**REQUIRED TASK**.
Rewrite all of the entries below, changing every "The query is" to "The target label is" and leaving everything else the same.

**TASK DATA**.
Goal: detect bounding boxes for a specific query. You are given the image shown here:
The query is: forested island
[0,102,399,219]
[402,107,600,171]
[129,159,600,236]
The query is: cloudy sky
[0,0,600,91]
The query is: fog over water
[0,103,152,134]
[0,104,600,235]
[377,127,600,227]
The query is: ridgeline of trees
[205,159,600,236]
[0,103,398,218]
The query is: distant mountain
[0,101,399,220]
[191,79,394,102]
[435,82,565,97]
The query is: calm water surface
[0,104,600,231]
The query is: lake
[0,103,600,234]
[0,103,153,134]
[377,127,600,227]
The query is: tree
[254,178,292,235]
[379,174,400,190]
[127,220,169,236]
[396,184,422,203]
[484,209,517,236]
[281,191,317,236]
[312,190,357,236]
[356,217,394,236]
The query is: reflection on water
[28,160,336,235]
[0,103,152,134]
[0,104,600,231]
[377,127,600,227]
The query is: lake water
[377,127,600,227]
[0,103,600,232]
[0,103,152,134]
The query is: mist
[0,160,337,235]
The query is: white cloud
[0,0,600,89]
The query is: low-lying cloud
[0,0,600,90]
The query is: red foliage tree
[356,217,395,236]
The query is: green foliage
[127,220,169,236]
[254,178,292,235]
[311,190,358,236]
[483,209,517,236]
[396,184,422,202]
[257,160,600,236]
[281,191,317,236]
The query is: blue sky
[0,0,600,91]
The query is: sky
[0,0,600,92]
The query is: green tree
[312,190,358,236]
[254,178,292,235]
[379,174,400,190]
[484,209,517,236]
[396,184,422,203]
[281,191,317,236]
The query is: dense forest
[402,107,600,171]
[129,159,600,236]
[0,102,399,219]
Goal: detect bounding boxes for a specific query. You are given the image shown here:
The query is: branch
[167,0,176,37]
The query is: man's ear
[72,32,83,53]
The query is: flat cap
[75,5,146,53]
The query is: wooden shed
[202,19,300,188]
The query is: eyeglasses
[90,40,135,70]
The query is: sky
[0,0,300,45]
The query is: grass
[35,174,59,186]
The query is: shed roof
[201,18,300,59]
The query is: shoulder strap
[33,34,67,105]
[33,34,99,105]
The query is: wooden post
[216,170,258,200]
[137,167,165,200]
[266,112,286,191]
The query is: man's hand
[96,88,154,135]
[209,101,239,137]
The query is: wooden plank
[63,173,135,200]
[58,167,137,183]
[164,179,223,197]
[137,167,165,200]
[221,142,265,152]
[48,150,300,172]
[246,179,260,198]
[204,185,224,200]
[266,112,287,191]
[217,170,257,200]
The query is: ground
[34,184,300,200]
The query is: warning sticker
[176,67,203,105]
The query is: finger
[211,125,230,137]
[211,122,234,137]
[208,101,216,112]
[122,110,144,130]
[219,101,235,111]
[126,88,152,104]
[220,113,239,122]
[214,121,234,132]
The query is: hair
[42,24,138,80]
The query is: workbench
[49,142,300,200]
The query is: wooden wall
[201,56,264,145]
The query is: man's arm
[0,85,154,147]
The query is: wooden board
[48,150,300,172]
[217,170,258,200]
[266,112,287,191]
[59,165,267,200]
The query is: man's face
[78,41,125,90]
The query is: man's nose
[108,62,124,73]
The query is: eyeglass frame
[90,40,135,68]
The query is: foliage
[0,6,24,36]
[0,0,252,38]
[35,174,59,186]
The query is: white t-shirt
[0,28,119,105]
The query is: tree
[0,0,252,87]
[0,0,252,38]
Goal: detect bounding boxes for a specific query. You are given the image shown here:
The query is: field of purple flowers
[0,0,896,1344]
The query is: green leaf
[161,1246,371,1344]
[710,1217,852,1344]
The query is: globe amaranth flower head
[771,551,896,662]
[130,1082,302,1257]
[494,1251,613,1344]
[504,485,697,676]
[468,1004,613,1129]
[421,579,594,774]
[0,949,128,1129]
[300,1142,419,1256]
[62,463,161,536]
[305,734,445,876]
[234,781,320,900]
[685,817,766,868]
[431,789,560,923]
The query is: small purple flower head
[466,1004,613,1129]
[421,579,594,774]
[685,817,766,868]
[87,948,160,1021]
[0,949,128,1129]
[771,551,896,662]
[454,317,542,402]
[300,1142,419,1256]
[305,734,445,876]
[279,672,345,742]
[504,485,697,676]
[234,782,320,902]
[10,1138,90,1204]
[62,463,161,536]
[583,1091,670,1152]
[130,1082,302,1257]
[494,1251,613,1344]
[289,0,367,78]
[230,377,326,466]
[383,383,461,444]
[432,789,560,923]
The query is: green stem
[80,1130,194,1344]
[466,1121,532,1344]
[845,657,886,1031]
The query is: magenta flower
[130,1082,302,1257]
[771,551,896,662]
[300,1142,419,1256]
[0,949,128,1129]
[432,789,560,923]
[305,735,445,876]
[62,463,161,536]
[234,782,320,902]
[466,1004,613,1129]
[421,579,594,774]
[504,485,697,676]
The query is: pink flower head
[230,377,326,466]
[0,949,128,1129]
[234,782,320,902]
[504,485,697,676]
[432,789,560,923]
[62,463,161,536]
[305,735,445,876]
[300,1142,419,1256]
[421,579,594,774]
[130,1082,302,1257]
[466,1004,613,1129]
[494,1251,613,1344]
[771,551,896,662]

**WORKED ANSWER**.
Goal: detect bounding boxes for a specific query. You are given the image shown here:
The target label is: forested island
[0,102,399,219]
[402,107,600,171]
[129,159,600,236]
The target label is: cloudy sky
[0,0,600,91]
The target label is: fog over water
[0,103,152,134]
[0,104,600,235]
[377,127,600,227]
The target label is: ridgeline of trees
[205,159,600,236]
[0,103,398,218]
The target label is: distant mountain
[0,101,399,220]
[191,79,394,102]
[435,82,565,97]
The target label is: calm water surface
[0,104,600,231]
The target label is: lake
[0,103,600,234]
[0,103,153,134]
[377,127,600,227]
The target label is: tree
[254,178,292,235]
[379,174,400,190]
[127,220,169,236]
[396,184,422,203]
[484,209,517,236]
[281,191,317,236]
[312,190,357,236]
[356,217,394,236]
The target label is: reflection on water
[28,160,336,235]
[0,103,152,134]
[0,104,600,231]
[377,127,600,227]
The target label is: lake water
[377,127,600,227]
[0,103,600,232]
[0,103,152,134]
The target label is: mist
[0,160,337,235]
The target label is: white cloud
[0,0,600,89]
The target label is: low-lying cloud
[0,0,600,90]
The target label is: red foliage tree
[356,217,395,236]
The target label is: green foliage
[127,220,169,236]
[254,178,292,235]
[311,190,358,236]
[483,209,517,236]
[396,184,422,202]
[257,160,600,236]
[281,191,317,236]
The target label is: blue sky
[0,0,600,91]
The target label is: sky
[0,0,600,92]
The target label is: green tree
[312,190,358,236]
[254,178,292,235]
[379,174,400,190]
[484,209,517,236]
[396,184,422,203]
[281,191,317,236]
The target label is: dense forest
[402,107,600,171]
[129,159,600,236]
[0,102,399,219]
Goal: detect bounding boxes for a specific query. You are given the image shown here:
The target label is: branch
[167,0,176,37]
The target label is: man's ear
[72,32,83,53]
The target label is: flat cap
[75,5,146,53]
The target label is: wooden shed
[202,19,300,188]
The target label is: eyeglasses
[90,40,135,70]
The target label is: sky
[0,0,300,45]
The target label is: grass
[35,174,59,186]
The target label is: shed roof
[201,18,300,59]
The target label is: shoulder strap
[33,34,67,105]
[33,34,99,105]
The target label is: wooden post
[216,170,258,200]
[137,167,165,200]
[266,112,286,191]
The target label is: man's hand
[96,88,154,135]
[209,101,239,137]
The target label is: wooden plank
[63,173,135,200]
[58,167,137,183]
[164,179,223,197]
[137,167,165,200]
[221,142,265,152]
[48,150,300,172]
[246,179,260,198]
[204,185,224,200]
[266,112,287,191]
[217,170,257,200]
The target label is: ground
[34,184,300,200]
The target label is: warning sticker
[176,67,203,105]
The target label is: finger
[211,125,230,137]
[211,122,234,137]
[208,101,216,112]
[122,110,144,130]
[219,101,235,111]
[126,88,152,104]
[220,113,239,122]
[214,121,234,132]
The target label is: hair
[42,24,138,80]
The target label is: workbench
[49,142,300,200]
The target label is: wooden wall
[201,56,264,145]
The target label is: man's arm
[0,85,154,147]
The target label is: wooden board
[48,150,300,172]
[217,170,258,200]
[266,112,287,191]
[59,165,267,200]
The target label is: man's face
[78,41,125,90]
The target label is: man's nose
[108,62,124,73]
The target label is: eyeglass frame
[90,40,135,68]
The target label is: foliage
[0,6,24,36]
[0,0,252,38]
[35,174,59,186]
The target label is: white t-shirt
[0,28,119,105]
The target label is: tree
[0,0,252,87]
[0,0,252,38]
Goal: detect bounding boxes for a specific query. You are given the image shown here:
The target label is: field of purple flowers
[0,0,896,1344]
The target label is: green leaf
[161,1246,371,1344]
[710,1217,852,1344]
The target label is: globe amaranth flower head
[771,551,896,662]
[130,1082,302,1257]
[494,1251,613,1344]
[504,485,697,676]
[468,1004,613,1129]
[421,579,594,774]
[0,949,128,1129]
[300,1142,419,1256]
[62,463,161,536]
[305,734,445,876]
[234,781,320,900]
[685,817,766,868]
[431,789,560,923]
The target label is: small purple flower head
[466,1004,613,1129]
[421,579,594,774]
[685,817,766,868]
[87,948,160,1021]
[0,949,128,1129]
[771,551,896,662]
[454,317,542,402]
[300,1142,419,1256]
[305,734,445,876]
[279,672,345,742]
[504,485,697,676]
[234,782,320,902]
[10,1138,90,1204]
[62,463,161,536]
[583,1091,670,1152]
[130,1082,302,1257]
[494,1251,613,1344]
[289,0,367,78]
[230,377,326,466]
[383,383,461,444]
[432,789,560,923]
The target label is: green stem
[80,1130,194,1344]
[466,1121,532,1344]
[845,657,886,1031]
The target label is: magenta flower
[130,1082,302,1257]
[771,551,896,662]
[300,1142,419,1256]
[0,949,128,1129]
[432,789,560,923]
[305,735,445,876]
[62,463,161,536]
[234,782,320,902]
[466,1004,613,1129]
[421,579,594,774]
[504,485,697,676]
The target label is: pink flower head
[230,377,326,466]
[0,949,128,1129]
[234,782,320,902]
[504,485,697,676]
[432,789,560,923]
[62,463,161,536]
[305,735,445,876]
[300,1142,419,1256]
[421,579,594,774]
[130,1082,302,1257]
[466,1004,613,1129]
[494,1251,613,1344]
[771,551,896,662]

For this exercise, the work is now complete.